In the listing, give the lines from the one containing "of the green" through the one containing "M 38 91 L 40", inclusive, with "photo" changed to "image" and nothing else altered.

[START]

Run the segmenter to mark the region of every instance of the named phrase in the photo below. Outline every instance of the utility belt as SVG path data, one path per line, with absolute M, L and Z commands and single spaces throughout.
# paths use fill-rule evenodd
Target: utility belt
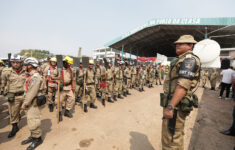
M 69 83 L 67 83 L 67 84 L 64 84 L 64 86 L 69 86 L 69 85 L 71 85 L 72 84 L 72 82 L 69 82 Z
M 51 84 L 57 84 L 57 82 L 56 82 L 56 81 L 51 81 L 51 80 L 49 80 L 49 81 L 48 81 L 48 83 L 51 83 Z
M 165 93 L 160 93 L 160 105 L 162 107 L 167 107 L 172 96 Z M 193 107 L 198 108 L 198 97 L 195 94 L 186 94 L 177 105 L 178 109 L 182 112 L 191 112 Z
M 87 83 L 86 85 L 95 85 L 95 83 L 94 83 L 94 82 L 92 82 L 92 83 Z
M 34 107 L 46 104 L 46 96 L 45 95 L 37 96 L 36 98 L 33 99 L 32 104 Z
M 18 92 L 18 93 L 14 93 L 15 94 L 15 96 L 22 96 L 22 95 L 24 95 L 24 92 Z
M 24 92 L 18 92 L 18 93 L 8 92 L 7 93 L 7 101 L 12 103 L 15 101 L 16 96 L 23 96 L 23 95 L 24 95 Z

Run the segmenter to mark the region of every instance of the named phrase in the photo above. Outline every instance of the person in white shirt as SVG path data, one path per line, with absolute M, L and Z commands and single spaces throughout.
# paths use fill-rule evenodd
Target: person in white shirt
M 222 83 L 219 98 L 222 98 L 224 90 L 226 89 L 226 100 L 229 100 L 230 88 L 232 85 L 232 76 L 235 74 L 235 71 L 231 68 L 225 69 L 221 72 L 222 75 Z

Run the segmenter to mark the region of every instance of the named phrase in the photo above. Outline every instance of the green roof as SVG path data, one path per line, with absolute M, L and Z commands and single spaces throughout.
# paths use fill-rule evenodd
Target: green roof
M 161 19 L 152 19 L 145 24 L 135 28 L 123 34 L 114 40 L 105 44 L 105 47 L 110 47 L 111 45 L 120 42 L 121 40 L 149 27 L 158 26 L 158 25 L 196 25 L 196 26 L 229 26 L 235 25 L 235 17 L 223 17 L 223 18 L 161 18 Z

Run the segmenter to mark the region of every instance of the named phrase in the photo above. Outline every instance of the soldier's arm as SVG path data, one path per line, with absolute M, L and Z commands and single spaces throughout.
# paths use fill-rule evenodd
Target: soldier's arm
M 38 91 L 40 89 L 41 80 L 38 77 L 34 76 L 30 79 L 28 85 L 29 85 L 28 91 L 25 95 L 25 100 L 22 105 L 22 108 L 24 109 L 27 108 L 32 103 L 34 98 L 36 98 Z

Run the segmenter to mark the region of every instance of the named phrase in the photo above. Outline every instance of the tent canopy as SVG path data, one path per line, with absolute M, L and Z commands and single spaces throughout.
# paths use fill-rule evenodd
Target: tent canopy
M 221 48 L 235 47 L 235 17 L 153 19 L 105 46 L 123 48 L 124 52 L 137 56 L 155 57 L 160 53 L 174 57 L 174 41 L 183 34 L 191 34 L 197 41 L 212 38 Z

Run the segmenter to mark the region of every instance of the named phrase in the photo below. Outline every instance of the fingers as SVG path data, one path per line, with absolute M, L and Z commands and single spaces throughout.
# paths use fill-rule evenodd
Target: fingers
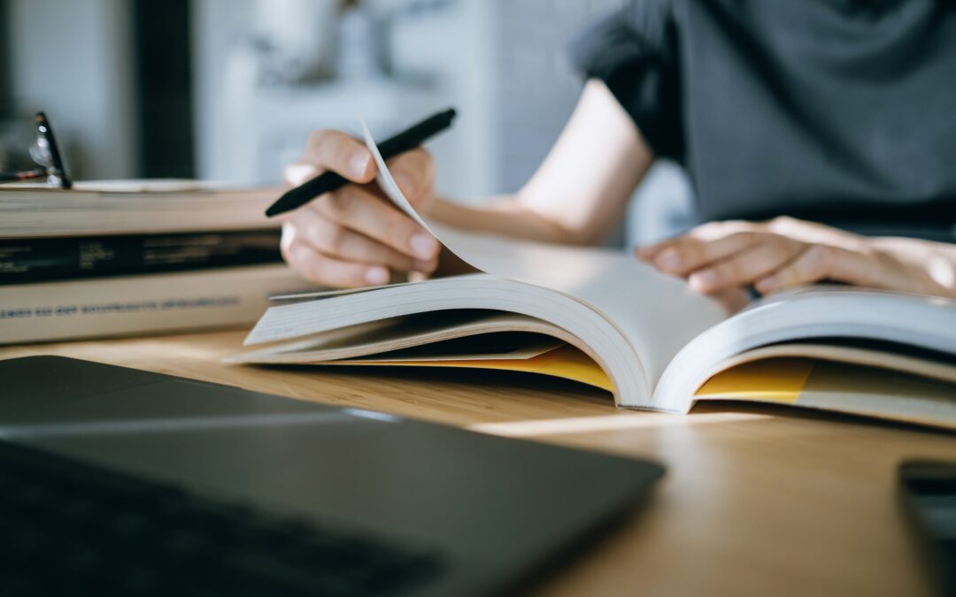
M 739 253 L 759 241 L 758 233 L 749 231 L 734 232 L 713 240 L 688 234 L 669 241 L 656 251 L 648 250 L 644 254 L 648 255 L 649 261 L 661 271 L 683 276 Z
M 880 279 L 879 261 L 866 253 L 826 245 L 814 245 L 776 271 L 754 283 L 761 294 L 822 280 L 858 286 L 876 286 Z
M 805 248 L 803 243 L 767 235 L 762 242 L 692 272 L 687 283 L 701 292 L 746 286 L 784 267 Z
M 440 246 L 435 237 L 364 188 L 345 186 L 310 206 L 333 223 L 414 259 L 430 261 L 438 255 Z
M 347 262 L 384 266 L 398 271 L 431 273 L 438 259 L 416 259 L 377 243 L 361 234 L 319 217 L 311 209 L 296 212 L 293 221 L 293 235 L 324 255 Z
M 283 239 L 282 256 L 303 278 L 336 288 L 355 288 L 387 284 L 388 269 L 335 259 L 317 252 L 307 244 Z
M 340 131 L 316 131 L 309 136 L 302 162 L 319 171 L 332 170 L 353 182 L 371 182 L 377 168 L 360 141 Z

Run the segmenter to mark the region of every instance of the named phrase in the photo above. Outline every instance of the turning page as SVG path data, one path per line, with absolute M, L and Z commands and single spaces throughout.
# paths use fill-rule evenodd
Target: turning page
M 400 209 L 476 269 L 568 294 L 599 312 L 630 343 L 648 391 L 681 348 L 727 317 L 716 301 L 620 250 L 475 235 L 424 217 L 402 195 L 364 122 L 362 128 L 379 184 Z

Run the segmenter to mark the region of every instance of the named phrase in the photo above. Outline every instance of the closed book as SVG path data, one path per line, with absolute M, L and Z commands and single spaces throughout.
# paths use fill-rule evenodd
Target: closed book
M 278 188 L 194 181 L 78 181 L 72 189 L 0 186 L 0 238 L 277 228 Z
M 601 388 L 625 408 L 741 400 L 956 429 L 956 301 L 817 286 L 729 313 L 622 251 L 443 226 L 366 139 L 396 207 L 476 273 L 289 297 L 230 361 L 501 369 Z
M 285 265 L 0 287 L 0 344 L 246 326 L 314 288 Z
M 0 239 L 0 286 L 279 263 L 279 230 Z

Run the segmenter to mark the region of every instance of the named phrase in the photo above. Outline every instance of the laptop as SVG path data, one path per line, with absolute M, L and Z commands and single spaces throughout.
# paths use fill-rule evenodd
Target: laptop
M 5 595 L 511 594 L 663 473 L 56 356 L 0 379 Z

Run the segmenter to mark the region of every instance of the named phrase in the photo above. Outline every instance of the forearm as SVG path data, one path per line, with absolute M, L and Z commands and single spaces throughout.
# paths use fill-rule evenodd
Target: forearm
M 901 289 L 956 298 L 956 245 L 878 237 L 871 245 L 884 269 L 908 273 L 911 288 Z

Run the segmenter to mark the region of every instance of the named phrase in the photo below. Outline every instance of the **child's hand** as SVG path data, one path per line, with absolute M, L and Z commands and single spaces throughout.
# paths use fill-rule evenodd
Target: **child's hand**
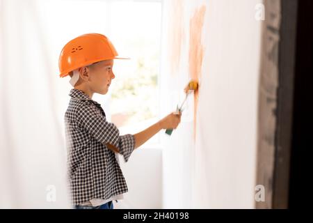
M 181 116 L 181 112 L 178 114 L 175 114 L 174 112 L 170 114 L 160 121 L 161 127 L 163 129 L 176 129 L 180 123 Z

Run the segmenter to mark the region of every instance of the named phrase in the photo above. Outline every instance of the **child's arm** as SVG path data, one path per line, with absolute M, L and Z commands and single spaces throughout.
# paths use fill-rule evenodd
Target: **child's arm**
M 135 148 L 141 146 L 145 142 L 146 142 L 148 139 L 150 139 L 152 137 L 159 132 L 161 130 L 162 130 L 162 124 L 161 121 L 158 121 L 156 123 L 151 125 L 147 129 L 141 131 L 137 134 L 135 134 L 134 136 L 135 137 Z
M 170 114 L 164 118 L 158 121 L 156 123 L 144 130 L 143 131 L 134 134 L 134 137 L 135 139 L 134 148 L 137 148 L 138 147 L 141 146 L 162 129 L 175 129 L 180 122 L 181 116 L 181 112 L 179 112 L 178 115 Z M 106 144 L 106 146 L 114 152 L 119 153 L 118 148 L 117 148 L 114 146 Z

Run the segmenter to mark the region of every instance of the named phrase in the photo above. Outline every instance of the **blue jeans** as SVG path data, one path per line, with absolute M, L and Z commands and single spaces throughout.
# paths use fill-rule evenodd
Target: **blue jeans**
M 108 203 L 100 205 L 99 206 L 81 206 L 76 205 L 74 206 L 75 209 L 113 209 L 113 202 L 109 201 Z

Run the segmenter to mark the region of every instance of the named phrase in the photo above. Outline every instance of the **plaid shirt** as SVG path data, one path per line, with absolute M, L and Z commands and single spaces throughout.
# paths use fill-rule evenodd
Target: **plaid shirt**
M 127 192 L 127 185 L 115 153 L 106 144 L 118 148 L 127 162 L 134 148 L 134 136 L 120 136 L 118 128 L 106 121 L 101 105 L 83 91 L 73 89 L 70 96 L 65 122 L 73 205 Z

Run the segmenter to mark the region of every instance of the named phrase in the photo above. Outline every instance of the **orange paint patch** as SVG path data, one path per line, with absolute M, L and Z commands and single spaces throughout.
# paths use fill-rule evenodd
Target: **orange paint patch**
M 180 55 L 182 52 L 182 45 L 184 43 L 184 26 L 183 26 L 183 5 L 182 0 L 172 1 L 171 8 L 172 13 L 169 21 L 170 24 L 169 26 L 169 46 L 171 47 L 170 50 L 170 61 L 171 66 L 171 73 L 175 74 L 178 69 Z
M 189 28 L 189 74 L 191 78 L 199 81 L 203 59 L 203 46 L 201 44 L 202 27 L 206 11 L 205 6 L 195 10 L 190 20 Z M 193 140 L 195 141 L 196 114 L 198 110 L 198 90 L 194 92 Z

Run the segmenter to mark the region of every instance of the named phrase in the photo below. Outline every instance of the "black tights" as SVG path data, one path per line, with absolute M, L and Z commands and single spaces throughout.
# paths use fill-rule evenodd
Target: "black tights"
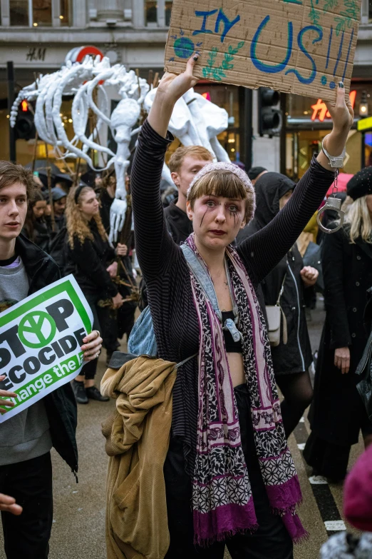
M 281 375 L 276 378 L 284 399 L 281 402 L 281 415 L 288 438 L 296 427 L 306 408 L 313 399 L 313 388 L 308 371 L 294 374 Z

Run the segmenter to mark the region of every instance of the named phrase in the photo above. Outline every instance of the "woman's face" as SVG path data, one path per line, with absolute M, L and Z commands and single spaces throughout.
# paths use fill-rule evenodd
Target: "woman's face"
M 245 226 L 245 204 L 244 200 L 213 195 L 197 198 L 193 208 L 187 202 L 187 216 L 199 241 L 212 250 L 232 243 Z
M 93 218 L 100 210 L 100 203 L 93 188 L 89 188 L 81 194 L 78 205 L 81 213 L 87 219 Z
M 38 219 L 44 215 L 45 209 L 46 208 L 46 202 L 45 200 L 38 200 L 36 204 L 32 208 L 33 215 Z
M 293 194 L 293 190 L 289 190 L 286 192 L 284 196 L 279 199 L 279 210 L 282 210 L 286 203 L 289 201 L 291 196 Z

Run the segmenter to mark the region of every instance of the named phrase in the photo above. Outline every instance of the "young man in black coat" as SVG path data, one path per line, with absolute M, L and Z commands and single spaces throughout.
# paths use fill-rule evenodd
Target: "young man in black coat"
M 0 161 L 0 311 L 60 278 L 56 263 L 20 235 L 33 191 L 32 174 L 20 165 Z M 86 361 L 99 352 L 102 339 L 93 331 L 81 349 Z M 0 362 L 0 371 L 1 363 Z M 2 372 L 2 371 L 1 371 Z M 5 372 L 5 371 L 4 371 Z M 0 376 L 1 405 L 16 397 L 6 375 Z M 0 408 L 0 413 L 4 413 Z M 1 507 L 7 559 L 48 557 L 53 520 L 53 446 L 76 473 L 78 470 L 76 403 L 69 383 L 1 423 L 0 493 L 23 508 Z
M 168 231 L 175 243 L 183 243 L 192 233 L 192 222 L 186 213 L 186 198 L 191 181 L 200 169 L 212 161 L 212 153 L 202 146 L 178 148 L 169 161 L 178 198 L 164 210 Z

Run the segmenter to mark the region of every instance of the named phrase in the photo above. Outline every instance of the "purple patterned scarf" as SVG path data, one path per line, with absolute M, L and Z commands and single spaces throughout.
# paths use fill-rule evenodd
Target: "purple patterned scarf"
M 197 252 L 192 233 L 186 243 Z M 270 345 L 256 293 L 237 253 L 226 249 L 232 296 L 243 335 L 243 361 L 250 395 L 254 442 L 261 473 L 274 514 L 293 540 L 307 535 L 296 505 L 299 483 L 281 422 Z M 191 274 L 200 332 L 197 457 L 192 486 L 195 543 L 208 545 L 258 528 L 240 440 L 235 395 L 219 320 Z

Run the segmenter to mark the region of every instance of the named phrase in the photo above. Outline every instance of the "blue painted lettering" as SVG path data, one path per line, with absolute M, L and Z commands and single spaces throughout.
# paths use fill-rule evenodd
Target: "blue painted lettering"
M 286 66 L 288 64 L 289 59 L 291 58 L 291 54 L 292 54 L 293 24 L 291 21 L 288 22 L 288 46 L 286 47 L 286 55 L 284 60 L 282 62 L 280 62 L 279 64 L 266 64 L 264 62 L 262 62 L 257 59 L 256 55 L 256 49 L 259 36 L 261 35 L 261 33 L 262 32 L 264 26 L 269 21 L 270 16 L 267 16 L 265 19 L 262 20 L 259 26 L 257 31 L 254 34 L 254 36 L 253 37 L 252 41 L 251 43 L 251 59 L 254 66 L 257 69 L 257 70 L 259 70 L 259 71 L 265 72 L 267 74 L 277 74 L 278 72 L 281 72 L 284 69 Z
M 201 29 L 195 31 L 192 34 L 199 35 L 200 33 L 213 33 L 211 29 L 207 29 L 207 20 L 210 16 L 212 16 L 214 14 L 217 14 L 217 11 L 218 10 L 211 10 L 210 11 L 199 11 L 198 10 L 195 10 L 195 16 L 197 17 L 202 17 L 203 22 L 202 24 Z
M 240 16 L 237 16 L 235 19 L 230 21 L 222 8 L 220 8 L 219 10 L 211 10 L 210 11 L 200 11 L 195 10 L 195 16 L 197 17 L 202 17 L 203 22 L 201 28 L 193 31 L 192 34 L 199 35 L 200 33 L 213 33 L 212 29 L 207 29 L 207 20 L 210 16 L 213 16 L 215 14 L 217 14 L 217 11 L 218 16 L 215 26 L 215 33 L 219 33 L 219 28 L 221 27 L 221 24 L 222 24 L 223 30 L 221 34 L 221 42 L 223 43 L 229 31 L 234 27 L 235 24 L 237 24 L 237 22 L 240 21 Z
M 222 9 L 219 10 L 219 12 L 217 16 L 217 21 L 216 21 L 216 27 L 215 29 L 215 33 L 219 33 L 219 26 L 221 24 L 223 24 L 224 26 L 224 30 L 222 32 L 222 34 L 221 35 L 221 42 L 224 42 L 224 39 L 230 31 L 230 29 L 234 27 L 235 24 L 237 24 L 238 21 L 240 21 L 240 16 L 237 16 L 235 19 L 233 19 L 232 21 L 230 21 L 229 18 L 225 16 L 223 11 Z
M 304 53 L 305 56 L 309 59 L 309 60 L 311 62 L 311 73 L 309 78 L 304 78 L 303 76 L 301 75 L 301 74 L 299 72 L 298 70 L 291 68 L 290 70 L 287 70 L 286 72 L 286 76 L 287 74 L 294 74 L 300 84 L 311 84 L 314 79 L 315 76 L 316 76 L 316 65 L 314 62 L 314 59 L 310 56 L 310 54 L 308 53 L 305 47 L 304 46 L 304 44 L 302 42 L 303 41 L 303 36 L 308 31 L 316 31 L 318 34 L 318 39 L 314 39 L 312 41 L 313 45 L 315 43 L 318 43 L 319 41 L 321 41 L 323 39 L 323 30 L 321 27 L 319 27 L 319 26 L 315 25 L 308 25 L 306 27 L 304 27 L 300 32 L 298 34 L 297 36 L 297 44 L 299 45 L 299 49 L 301 52 Z

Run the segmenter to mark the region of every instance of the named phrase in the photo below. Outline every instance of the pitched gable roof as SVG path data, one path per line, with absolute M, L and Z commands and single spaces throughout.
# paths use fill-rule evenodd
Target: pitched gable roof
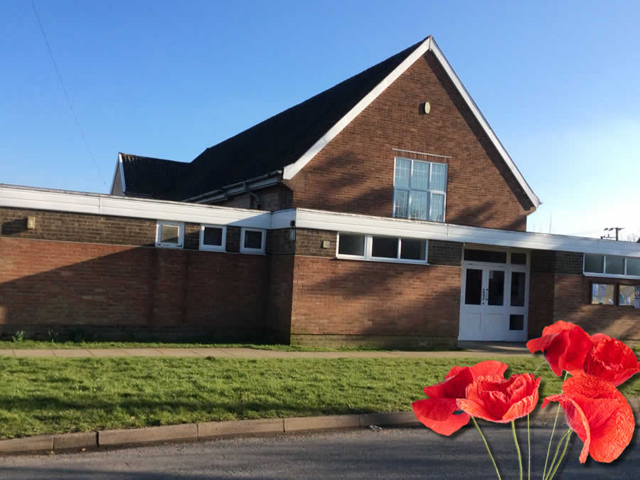
M 176 179 L 184 174 L 189 164 L 151 156 L 120 153 L 119 160 L 125 179 L 127 195 L 169 199 Z
M 156 198 L 193 201 L 206 197 L 208 193 L 219 191 L 222 187 L 270 174 L 277 173 L 282 175 L 284 179 L 290 179 L 427 51 L 431 51 L 439 62 L 526 198 L 533 206 L 537 208 L 540 203 L 540 199 L 527 183 L 431 36 L 336 86 L 207 149 L 191 164 L 172 162 L 181 166 L 176 167 L 174 172 L 175 176 L 170 176 L 171 181 L 167 180 L 166 172 L 154 173 L 154 162 L 149 161 L 148 165 L 139 166 L 138 174 L 144 174 L 144 169 L 146 169 L 151 172 L 150 174 L 160 177 L 158 178 L 160 183 L 152 184 L 151 178 L 146 181 L 142 179 L 134 181 L 144 184 L 144 188 L 142 189 L 145 191 L 156 192 L 159 196 Z M 161 171 L 165 171 L 167 168 L 159 162 L 156 164 Z M 125 169 L 127 190 L 129 191 L 129 181 L 127 173 Z
M 293 164 L 421 42 L 203 151 L 174 198 L 188 198 Z

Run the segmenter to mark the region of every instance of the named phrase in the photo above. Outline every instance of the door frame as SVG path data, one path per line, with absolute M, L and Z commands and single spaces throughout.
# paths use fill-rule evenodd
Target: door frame
M 483 250 L 491 251 L 499 251 L 506 252 L 506 262 L 481 262 L 477 260 L 464 260 L 464 250 Z M 523 264 L 512 264 L 512 253 L 524 253 L 526 255 L 526 262 Z M 530 255 L 529 250 L 505 249 L 496 247 L 490 247 L 485 245 L 466 245 L 463 249 L 462 262 L 462 275 L 460 285 L 460 314 L 459 316 L 459 328 L 458 328 L 458 340 L 464 341 L 526 341 L 528 338 L 528 306 L 529 306 L 529 284 L 530 282 Z M 465 296 L 466 290 L 466 272 L 467 269 L 481 270 L 482 278 L 481 279 L 481 288 L 483 293 L 485 289 L 488 289 L 489 283 L 489 271 L 491 270 L 502 270 L 504 274 L 504 285 L 503 292 L 503 298 L 504 301 L 502 306 L 499 306 L 496 310 L 496 306 L 486 304 L 486 299 L 483 296 L 482 303 L 481 305 L 466 306 L 465 304 Z M 512 274 L 514 272 L 521 272 L 525 273 L 525 292 L 524 292 L 524 306 L 512 306 L 511 286 Z M 501 307 L 501 308 L 500 308 Z M 480 315 L 479 325 L 481 330 L 485 330 L 487 335 L 483 336 L 481 334 L 474 334 L 469 331 L 463 331 L 463 327 L 466 326 L 466 321 L 463 319 L 463 316 L 469 312 L 479 313 Z M 484 329 L 482 328 L 483 320 L 486 321 L 488 315 L 491 313 L 497 313 L 499 314 L 500 311 L 503 312 L 504 316 L 503 326 L 500 331 L 501 333 L 492 333 L 493 329 Z M 523 329 L 522 330 L 509 330 L 509 322 L 511 315 L 523 315 Z M 506 326 L 506 329 L 504 329 Z M 486 338 L 487 336 L 489 338 Z

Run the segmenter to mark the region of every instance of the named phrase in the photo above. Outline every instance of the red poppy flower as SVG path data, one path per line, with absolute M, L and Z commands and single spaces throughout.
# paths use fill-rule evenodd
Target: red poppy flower
M 597 341 L 585 358 L 585 373 L 606 380 L 617 387 L 640 372 L 640 362 L 634 351 L 622 341 L 602 334 L 594 335 L 591 338 Z
M 508 366 L 489 360 L 472 367 L 454 367 L 444 380 L 425 388 L 430 398 L 411 404 L 413 412 L 422 424 L 436 433 L 450 435 L 469 423 L 466 413 L 455 415 L 456 399 L 464 398 L 466 387 L 476 378 L 485 375 L 501 376 Z
M 562 393 L 545 398 L 559 402 L 570 428 L 584 442 L 580 463 L 587 455 L 597 462 L 615 460 L 634 434 L 635 422 L 629 402 L 607 380 L 585 373 L 567 378 Z
M 507 423 L 533 411 L 540 379 L 530 373 L 508 380 L 496 375 L 480 377 L 466 388 L 466 398 L 458 399 L 458 407 L 472 417 Z
M 545 359 L 558 376 L 566 370 L 575 375 L 582 370 L 585 357 L 593 342 L 586 331 L 577 325 L 568 321 L 556 321 L 545 326 L 543 336 L 527 342 L 527 348 L 532 353 L 538 350 L 545 354 Z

[END]

> **Solution**:
Run the segmenter to mark the region of every instance of the named phrase in the image above. Outline every instance of the green roof as SVG path data, one path per line, with absolute M, L and Z commands and single spaces throughout.
# paths use fill-rule evenodd
Target: green roof
M 161 19 L 152 19 L 145 24 L 135 28 L 123 34 L 114 40 L 105 44 L 105 47 L 110 47 L 111 45 L 120 42 L 121 40 L 149 27 L 158 26 L 158 25 L 196 25 L 196 26 L 229 26 L 235 25 L 235 17 L 223 17 L 223 18 L 161 18 Z

Run the segmenter to mark the region of every instance of the named phrase in the image above. Outline every instance of the soldier's arm as SVG path data, one path per line, with absolute M, L and Z commands and single spaces throughout.
# paths use fill-rule evenodd
Target: soldier's arm
M 38 91 L 40 89 L 41 80 L 38 77 L 34 76 L 30 79 L 28 85 L 29 85 L 28 91 L 25 95 L 25 100 L 22 105 L 22 108 L 24 109 L 27 108 L 32 103 L 34 98 L 36 98 Z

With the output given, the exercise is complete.